Brief.
Please write out every line of the items below as a JSON list of strings, one string per line, skipping blank lines. Leave the pictures out of the list.

Records for the exercise.
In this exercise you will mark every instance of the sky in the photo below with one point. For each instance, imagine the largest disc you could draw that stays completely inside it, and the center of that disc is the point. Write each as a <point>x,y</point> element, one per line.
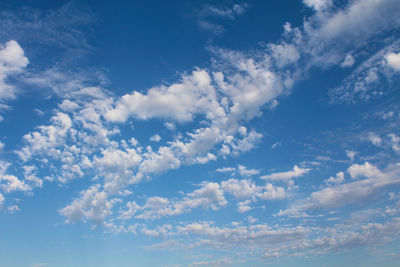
<point>199,133</point>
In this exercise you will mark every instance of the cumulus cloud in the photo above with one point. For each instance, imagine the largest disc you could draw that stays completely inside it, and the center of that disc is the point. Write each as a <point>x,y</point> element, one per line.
<point>12,61</point>
<point>93,204</point>
<point>393,60</point>
<point>285,176</point>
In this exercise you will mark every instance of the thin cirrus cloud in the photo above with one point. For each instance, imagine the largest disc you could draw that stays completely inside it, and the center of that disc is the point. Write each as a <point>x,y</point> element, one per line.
<point>213,118</point>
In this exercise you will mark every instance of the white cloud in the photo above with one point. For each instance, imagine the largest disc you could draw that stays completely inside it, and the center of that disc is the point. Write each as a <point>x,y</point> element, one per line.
<point>243,171</point>
<point>374,139</point>
<point>318,5</point>
<point>338,179</point>
<point>170,126</point>
<point>240,188</point>
<point>365,170</point>
<point>285,176</point>
<point>155,138</point>
<point>92,204</point>
<point>12,184</point>
<point>351,154</point>
<point>393,60</point>
<point>225,169</point>
<point>179,101</point>
<point>12,61</point>
<point>356,191</point>
<point>348,61</point>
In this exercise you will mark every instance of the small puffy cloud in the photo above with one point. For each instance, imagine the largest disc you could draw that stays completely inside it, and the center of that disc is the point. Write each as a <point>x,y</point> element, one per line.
<point>348,61</point>
<point>393,60</point>
<point>318,5</point>
<point>243,171</point>
<point>374,139</point>
<point>338,179</point>
<point>365,170</point>
<point>240,188</point>
<point>155,138</point>
<point>285,176</point>
<point>92,204</point>
<point>10,183</point>
<point>12,61</point>
<point>244,206</point>
<point>170,126</point>
<point>225,169</point>
<point>351,154</point>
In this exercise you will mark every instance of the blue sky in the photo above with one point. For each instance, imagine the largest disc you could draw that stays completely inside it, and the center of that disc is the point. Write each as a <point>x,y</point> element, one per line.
<point>199,133</point>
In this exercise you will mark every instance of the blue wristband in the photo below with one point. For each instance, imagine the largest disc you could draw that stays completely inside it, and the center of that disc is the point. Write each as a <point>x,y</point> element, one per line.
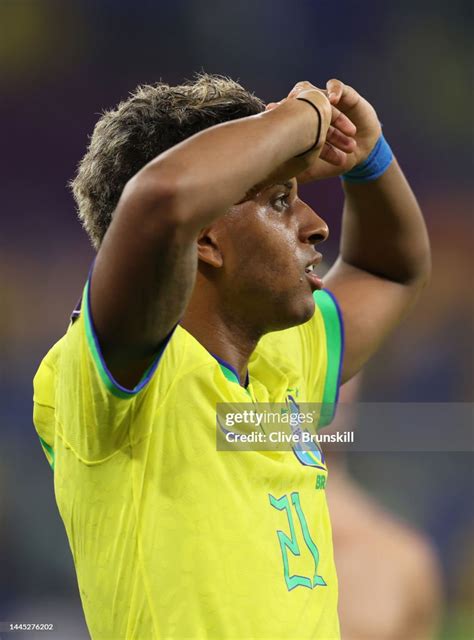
<point>377,163</point>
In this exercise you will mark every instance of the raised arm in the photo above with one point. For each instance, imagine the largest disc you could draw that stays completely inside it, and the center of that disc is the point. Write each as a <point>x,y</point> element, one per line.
<point>384,257</point>
<point>145,269</point>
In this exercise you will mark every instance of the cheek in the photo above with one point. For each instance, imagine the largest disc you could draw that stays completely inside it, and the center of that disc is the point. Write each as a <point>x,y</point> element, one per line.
<point>266,247</point>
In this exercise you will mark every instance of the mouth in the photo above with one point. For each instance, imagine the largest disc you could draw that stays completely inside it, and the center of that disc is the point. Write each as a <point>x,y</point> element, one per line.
<point>314,280</point>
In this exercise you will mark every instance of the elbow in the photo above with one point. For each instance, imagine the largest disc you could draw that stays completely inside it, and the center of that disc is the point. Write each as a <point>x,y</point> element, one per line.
<point>159,194</point>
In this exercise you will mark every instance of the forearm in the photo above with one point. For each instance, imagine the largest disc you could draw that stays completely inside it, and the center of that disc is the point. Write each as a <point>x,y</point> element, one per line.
<point>383,230</point>
<point>215,168</point>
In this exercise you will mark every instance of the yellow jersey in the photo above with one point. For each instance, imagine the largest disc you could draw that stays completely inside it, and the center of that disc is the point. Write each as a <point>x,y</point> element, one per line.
<point>170,537</point>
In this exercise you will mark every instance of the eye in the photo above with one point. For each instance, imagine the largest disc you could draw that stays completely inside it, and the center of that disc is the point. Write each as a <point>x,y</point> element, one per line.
<point>281,202</point>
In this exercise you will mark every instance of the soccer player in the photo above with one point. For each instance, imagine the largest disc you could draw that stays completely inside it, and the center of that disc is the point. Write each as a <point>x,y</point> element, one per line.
<point>204,291</point>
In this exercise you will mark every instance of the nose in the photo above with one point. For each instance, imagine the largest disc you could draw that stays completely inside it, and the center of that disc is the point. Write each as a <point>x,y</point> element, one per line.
<point>312,229</point>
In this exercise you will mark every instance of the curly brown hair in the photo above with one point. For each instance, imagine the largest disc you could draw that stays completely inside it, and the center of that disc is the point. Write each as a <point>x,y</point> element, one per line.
<point>154,118</point>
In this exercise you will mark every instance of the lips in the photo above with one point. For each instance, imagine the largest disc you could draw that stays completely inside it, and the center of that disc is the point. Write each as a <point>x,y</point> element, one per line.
<point>314,280</point>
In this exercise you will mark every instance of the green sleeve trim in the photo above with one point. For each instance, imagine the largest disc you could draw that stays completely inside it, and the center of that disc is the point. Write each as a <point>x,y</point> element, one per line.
<point>334,330</point>
<point>107,378</point>
<point>49,452</point>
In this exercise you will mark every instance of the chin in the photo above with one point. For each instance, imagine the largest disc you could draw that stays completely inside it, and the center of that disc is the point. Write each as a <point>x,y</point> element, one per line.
<point>298,312</point>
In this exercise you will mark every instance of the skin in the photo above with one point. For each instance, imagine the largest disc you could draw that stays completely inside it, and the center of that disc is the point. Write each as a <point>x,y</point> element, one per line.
<point>216,237</point>
<point>390,585</point>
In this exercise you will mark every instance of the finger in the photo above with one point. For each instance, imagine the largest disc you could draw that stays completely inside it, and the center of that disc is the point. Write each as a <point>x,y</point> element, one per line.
<point>342,122</point>
<point>303,85</point>
<point>332,155</point>
<point>346,96</point>
<point>335,88</point>
<point>339,140</point>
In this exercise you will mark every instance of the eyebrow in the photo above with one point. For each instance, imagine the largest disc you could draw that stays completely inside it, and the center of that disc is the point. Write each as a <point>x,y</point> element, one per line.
<point>288,185</point>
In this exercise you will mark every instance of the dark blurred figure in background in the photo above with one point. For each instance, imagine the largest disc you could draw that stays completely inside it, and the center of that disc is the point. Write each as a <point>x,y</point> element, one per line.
<point>389,576</point>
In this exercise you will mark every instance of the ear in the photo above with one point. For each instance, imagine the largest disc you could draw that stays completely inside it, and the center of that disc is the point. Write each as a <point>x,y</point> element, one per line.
<point>208,248</point>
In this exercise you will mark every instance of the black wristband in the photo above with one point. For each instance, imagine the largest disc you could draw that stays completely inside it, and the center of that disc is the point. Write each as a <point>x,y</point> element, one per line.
<point>318,134</point>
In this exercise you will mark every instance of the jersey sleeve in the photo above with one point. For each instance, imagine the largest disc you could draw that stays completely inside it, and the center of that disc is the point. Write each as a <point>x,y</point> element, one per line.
<point>95,414</point>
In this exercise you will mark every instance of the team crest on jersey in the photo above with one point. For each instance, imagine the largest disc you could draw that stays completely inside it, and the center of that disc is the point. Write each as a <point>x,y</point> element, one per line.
<point>309,454</point>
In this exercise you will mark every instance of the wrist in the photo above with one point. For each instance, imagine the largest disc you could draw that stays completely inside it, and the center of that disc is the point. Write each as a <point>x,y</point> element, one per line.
<point>317,135</point>
<point>375,165</point>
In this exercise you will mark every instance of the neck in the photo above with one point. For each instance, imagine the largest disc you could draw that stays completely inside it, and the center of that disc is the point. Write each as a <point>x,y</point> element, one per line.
<point>224,337</point>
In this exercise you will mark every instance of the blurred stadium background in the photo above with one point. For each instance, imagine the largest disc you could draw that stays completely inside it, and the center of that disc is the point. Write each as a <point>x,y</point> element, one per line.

Result of the task.
[
  "In this exercise you will mark every instance of the sky in the photo below with one point. For each instance, imagine the largest disc you could draw that stays completely inside it, and the center of that disc is the point. Write each as a <point>x,y</point> element, one per line.",
  "<point>199,133</point>",
  "In this exercise you will mark every instance of the cumulus cloud in the photo above with one point. For each instance, imagine the largest disc you could draw that stays completely inside it, and the center of that disc is the point. Write each as a <point>x,y</point> element, one per line.",
  "<point>12,61</point>",
  "<point>93,204</point>",
  "<point>393,60</point>",
  "<point>285,176</point>",
  "In this exercise you will mark every instance of the thin cirrus cloud in the photo above with one point. For each instance, imagine the largest disc you could draw that stays completely inside it, and the center of that disc is the point. Write each as a <point>x,y</point> element, one per line.",
  "<point>213,118</point>",
  "In this exercise you will mark every instance of the white cloud in the photo above with one point. For each instance, imagine the largest disc you could draw that stays completely inside it, and the center of that disc is the point. Write each as a <point>x,y</point> element, one per line.",
  "<point>243,171</point>",
  "<point>374,139</point>",
  "<point>318,5</point>",
  "<point>338,179</point>",
  "<point>170,126</point>",
  "<point>240,188</point>",
  "<point>365,170</point>",
  "<point>285,176</point>",
  "<point>155,138</point>",
  "<point>92,204</point>",
  "<point>12,184</point>",
  "<point>351,154</point>",
  "<point>393,60</point>",
  "<point>225,169</point>",
  "<point>179,101</point>",
  "<point>12,61</point>",
  "<point>356,191</point>",
  "<point>348,61</point>",
  "In this exercise you will mark every instance of the small puffy cloud in the photo above with one point. For each instance, imagine the largest disc you could draw that stays completely inside it, and the center of that disc is the point. Write each as a <point>x,y</point> element, one per line.",
  "<point>348,61</point>",
  "<point>393,60</point>",
  "<point>318,5</point>",
  "<point>243,171</point>",
  "<point>374,139</point>",
  "<point>338,179</point>",
  "<point>365,170</point>",
  "<point>240,188</point>",
  "<point>155,138</point>",
  "<point>285,176</point>",
  "<point>92,204</point>",
  "<point>10,183</point>",
  "<point>12,61</point>",
  "<point>244,206</point>",
  "<point>170,126</point>",
  "<point>225,169</point>",
  "<point>351,154</point>",
  "In this exercise you will mark every instance of the blue sky in the photo above with one point. For each instance, imagine the largest disc you could draw that stays completely inside it, and the center of that disc is the point. Write each as a <point>x,y</point> element, one per line.",
  "<point>199,133</point>",
  "In this exercise you will mark every instance of the blue wristband in the photo below with one point. For each instance, imagine the largest disc you could draw that stays completely inside it, and the center of that disc is the point. Write each as a <point>x,y</point> element, one per line.",
  "<point>377,163</point>",
  "In this exercise you will mark every instance of the raised arm in the photo above with one point. For each instance, imagine the largest disc you could draw that stays completely inside it, and the center of that disc is the point. Write each as a <point>x,y</point> element, one per line.",
  "<point>384,257</point>",
  "<point>145,269</point>",
  "In this exercise you will mark every instance of the cheek in the photo above with one point. For each instance, imagine the largest disc you could draw that stays completely inside it, and the center of that disc is the point. Write each as a <point>x,y</point> element, one per line.",
  "<point>266,247</point>",
  "In this exercise you will mark every instance of the mouth in the photo above with one point. For each instance, imagine the largest disc you could draw that stays completely inside it, and the center of that disc is the point. Write each as a <point>x,y</point> element, one per line.",
  "<point>314,280</point>",
  "In this exercise you will mark every instance of the elbow in the photo above with one point. For each instance, imagine the largest disc you could draw that stays completely inside it, and the center of that disc is the point. Write each as a <point>x,y</point> element, one per line.",
  "<point>159,194</point>",
  "In this exercise you will mark every instance of the forearm in the photo above with one point. For each instance, imagine the largest disc you could draw that stays completely inside it, and the center of that disc is the point. Write each as a <point>x,y</point> element, one per line.",
  "<point>383,230</point>",
  "<point>215,168</point>",
  "In this exercise you will mark every instance of the yellow jersey in the photo above with one point. For each instance, imagine the largest disc you could draw that stays completely inside it, and the center of that disc is the point. Write each as a <point>x,y</point> element, one per line.",
  "<point>170,537</point>",
  "In this exercise you will mark every instance of the eye in the photo above with one point. For each instance, imagine the largest disc you could draw that stays completely inside it, and the center of that disc is the point. Write each as a <point>x,y</point> element, one per line.",
  "<point>281,202</point>",
  "In this exercise you will mark every instance of the soccer player in the photo above with one point. For each instance, imagine the largest disc you could draw that stays completely inside it, and the center of that disc is the point. Write each as a <point>x,y</point> element, one per line.",
  "<point>204,291</point>",
  "In this exercise you will mark every instance of the nose in the photo above with one point. For each instance, imagine the largest disc you could draw that stays completely inside it, and the center of that disc is the point. Write each as a <point>x,y</point> element, one per line.",
  "<point>312,229</point>",
  "In this exercise you will mark every instance of the curly brown hair in the photo above with one point. For each instance, imagine the largest disc you could draw that stays completely inside it, and the center of that disc is the point. Write each as a <point>x,y</point> element, one per line.",
  "<point>154,118</point>",
  "In this exercise you will mark every instance of the lips in the photo above with one point. For each instance, imagine the largest disc you could draw that stays completely inside it, and the center of that disc is the point. Write each as a <point>x,y</point> element, one per line.",
  "<point>314,280</point>",
  "In this exercise you will mark every instance of the green sleeve trim in the photo above with one point. For each instance, imagine the largest disc you could draw that stays completely inside it, and the center of that disc is the point. Write each as a <point>x,y</point> element, one per line.",
  "<point>334,330</point>",
  "<point>107,378</point>",
  "<point>49,452</point>",
  "In this exercise you will mark every instance of the chin in the photo above with one point. For each instance, imagine the largest disc you could draw that stays completely inside it, and the center of that disc is the point. Write each as a <point>x,y</point> element, one per line.",
  "<point>298,312</point>",
  "In this exercise you will mark every instance of the skin in the photo above with one point. For each instance, imagine the largest disc you could draw that stays completely inside it, and the center of that disc is the point. Write each as a <point>x,y</point> element, one per line.",
  "<point>216,237</point>",
  "<point>390,585</point>",
  "In this exercise you will mark every instance of the finger in the photo above with one point. For each instance, imagine the largest disc you could draw that stays completely inside it, and the center of that disc is the point. Write each as a <point>x,y</point> element, one per line.",
  "<point>342,122</point>",
  "<point>303,85</point>",
  "<point>332,155</point>",
  "<point>346,96</point>",
  "<point>335,88</point>",
  "<point>339,140</point>",
  "In this exercise you will mark every instance of the eyebrow in the photo above with one point. For each instance, imagine the largest disc you could draw that stays completely inside it, and the center of that disc is the point. Write each as a <point>x,y</point> element, one per line.",
  "<point>288,185</point>",
  "In this exercise you will mark every instance of the dark blurred figure in background in the photo above with one point. For each instance, imagine the largest disc you could draw that stays completely inside it, and the center of that disc is the point. Write each as a <point>x,y</point> element, one per line.",
  "<point>389,576</point>",
  "In this exercise you will mark every instance of the ear in the photo above with one point. For each instance, imagine the largest disc you could draw that stays completely inside it, and the center of that disc is the point. Write each as a <point>x,y</point> element, one per line.",
  "<point>208,248</point>",
  "In this exercise you will mark every instance of the black wristband in the photo above with one point. For each instance, imagine the largest disc you could draw that stays completely inside it, and the center of that disc is the point. Write each as a <point>x,y</point> element, one per line.",
  "<point>318,134</point>",
  "In this exercise you will mark every instance of the jersey sleeve in the photo above with one point. For each instance, imagine the largest disc you could draw that stays completely inside it, and the center of that disc is the point. Write each as a <point>x,y</point> element, one per line.",
  "<point>95,414</point>",
  "In this exercise you will mark every instance of the team crest on jersey in the photo above with one point. For each instance, imagine the largest disc you could draw that stays completely inside it, and the center of that disc is the point. Write each as a <point>x,y</point> element, one per line.",
  "<point>309,454</point>",
  "In this exercise you will mark every instance of the wrist in the photo above with one point. For each instance, imagine the largest disc you could draw that stays completely inside it, and the center of that disc is the point. Write each as a <point>x,y</point> element, one per line.",
  "<point>317,135</point>",
  "<point>375,165</point>",
  "In this exercise you will mark every instance of the neck in the photo above with one point. For each instance, imagine the largest disc you could draw that stays completely inside it, and the center of that disc is the point. Write each as a <point>x,y</point> element, one per line.",
  "<point>224,337</point>",
  "In this exercise you will mark every instance of the blurred stadium background in the photo above with one point. For each instance, imagine the largest disc you could draw that stays completely inside it, and the center of that disc is the point. Write each as a <point>x,y</point> element, one per line."
]